▶ _Problem set_:
1 – List every performer or performing ensemble named in the Grado cartridge review.
2 – Write out the Grado cartridge review's wording from "Recovering from a" to "the CD bandwagon." without any changes.

▶ _Provided passage_:
========
Grado’s New Master Reference Cartridge: A Study in Analogical Delight
by Charles "His Dudeliness" Hollander

In the never ending quest for the most Dudely vinyl front- end, over the years I have owned, swapped, bought and sold a small fortune’s worth of phonograph cartridges, moving coil step up devices, tone arms, head shells, turntables, platter pads, interconnecting cables, record cleaning machines, dust bugs, LP treatments, DIN plugs, variously plated RCA jacks, wiring harnesses, fluxbusters, stylus cleaners, etc. I wouldn’t admit my addiction to anyone other than a fellow audio Dude or Dudeen. Only brothers on the quest, readers of Positive Feedback, would understand the audio lust one can develop for, say, a pair of coaxial cables that might optimize your phono rig. I must have them! Cable madness: or to use the Latinate form, Dementia Coax!

Recovering from a nearly terminal bout of dementia, I was saved when CDs appeared. No longer did I have to balance the various sonic thumbprints of turntable, cartridge, tone arm, tone arm wires, interconnects, RCA jacks and plugs, step-up devices, cartridge overhang, azimuth, rake angle, etc. (my personal Zen koan, an unsolvable puzzle, the working at which might nudge me closer to Enlightenment). CDs eliminated all those Audio Zen concerns in one swell foop. Cartridge manufacturers freely admit IM and THD distortions generated by their best cartridges are way higher than all amplifiers, so I got on the CD bandwagon.

My vinyl quest ended with a VPI turntable (one of the earlier and, I think, better-made HW-19’s) and an Osaka Mat, with a pooged Souther Tri-Quartz linear tracking arm, and a variety of cartridges. Recently I re-wired my Souther with audiophile tone-arm wires, and installed gold-plated-directly-to-copper RCA female connectors, for which I was rewarded with a significant overall improvement. The Souther arm, being so low in mass, performs best with super-tracking cartridges (tracing even the subtlest grooves with such exquisite delicacy that most moving coils can’t come close), so mostly I used top-of-the-line fixed coil types. (I’d been through a Moving Coil phase with more massive tone arms.) Though the Souther is not without its quirks, it is great on all but the most badly warped LPs.

The CD revolution raised the bar for the whole industry, challenging speaker and electronics designer-Dudes to measure up to a new standard of excellence. And they have. Surprisingly, it’s true for the cartridge designer-Dudes too, though I haven’t been listening hard to cartridges, not been as into it as I once was. For ten years I’ve been on a vinyl vacation. So it came as quite a revelation to hear the latest Grado cartridge in my rig. After tweaking the Grado into alignment I was converted. The sound stage got wide and deep on Dire Straits "Private Investigations," from their Love Over Gold album (Warner Bros., 1982); and on the Grand Prix du Disque winning Mahler’s Third (Unicorn, 1970), Jascha Horenstein and the London Symphony Orchestra, the sound was gloria in excelcis.
========
▶ _Provided material_:
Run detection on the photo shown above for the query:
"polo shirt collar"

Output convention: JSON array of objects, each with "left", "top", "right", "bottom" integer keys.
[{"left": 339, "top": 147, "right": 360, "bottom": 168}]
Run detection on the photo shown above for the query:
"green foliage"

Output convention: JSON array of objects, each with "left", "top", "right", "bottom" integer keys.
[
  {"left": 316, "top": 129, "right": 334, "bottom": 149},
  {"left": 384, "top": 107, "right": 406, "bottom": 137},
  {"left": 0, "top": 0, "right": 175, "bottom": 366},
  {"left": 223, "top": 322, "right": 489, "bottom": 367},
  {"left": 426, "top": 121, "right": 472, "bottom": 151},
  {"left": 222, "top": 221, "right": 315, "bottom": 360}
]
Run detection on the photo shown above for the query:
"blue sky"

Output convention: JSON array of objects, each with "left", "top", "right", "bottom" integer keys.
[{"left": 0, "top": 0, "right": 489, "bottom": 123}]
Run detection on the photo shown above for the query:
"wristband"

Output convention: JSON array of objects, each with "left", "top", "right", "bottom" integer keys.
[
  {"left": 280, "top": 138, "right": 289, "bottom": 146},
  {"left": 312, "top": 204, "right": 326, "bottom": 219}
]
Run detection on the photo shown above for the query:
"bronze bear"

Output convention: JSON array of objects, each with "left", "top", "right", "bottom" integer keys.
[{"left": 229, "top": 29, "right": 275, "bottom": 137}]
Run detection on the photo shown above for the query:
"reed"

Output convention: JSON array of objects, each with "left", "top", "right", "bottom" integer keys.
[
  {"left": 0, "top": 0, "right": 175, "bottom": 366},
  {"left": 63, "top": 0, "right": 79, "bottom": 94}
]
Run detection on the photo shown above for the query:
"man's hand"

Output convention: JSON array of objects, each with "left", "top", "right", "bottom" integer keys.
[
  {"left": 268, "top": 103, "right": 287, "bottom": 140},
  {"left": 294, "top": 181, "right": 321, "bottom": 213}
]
========
▶ _Responses_:
1 – Dire Straits, Jascha Horenstein, London Symphony Orchestra

2 –
Recovering from a nearly terminal bout of dementia, I was saved when CDs appeared. No longer did I have to balance the various sonic thumbprints of turntable, cartridge, tone arm, tone arm wires, interconnects, RCA jacks and plugs, step-up devices, cartridge overhang, azimuth, rake angle, etc. (my personal Zen koan, an unsolvable puzzle, the working at which might nudge me closer to Enlightenment). CDs eliminated all those Audio Zen concerns in one swell foop. Cartridge manufacturers freely admit IM and THD distortions generated by their best cartridges are way higher than all amplifiers, so I got on the CD bandwagon.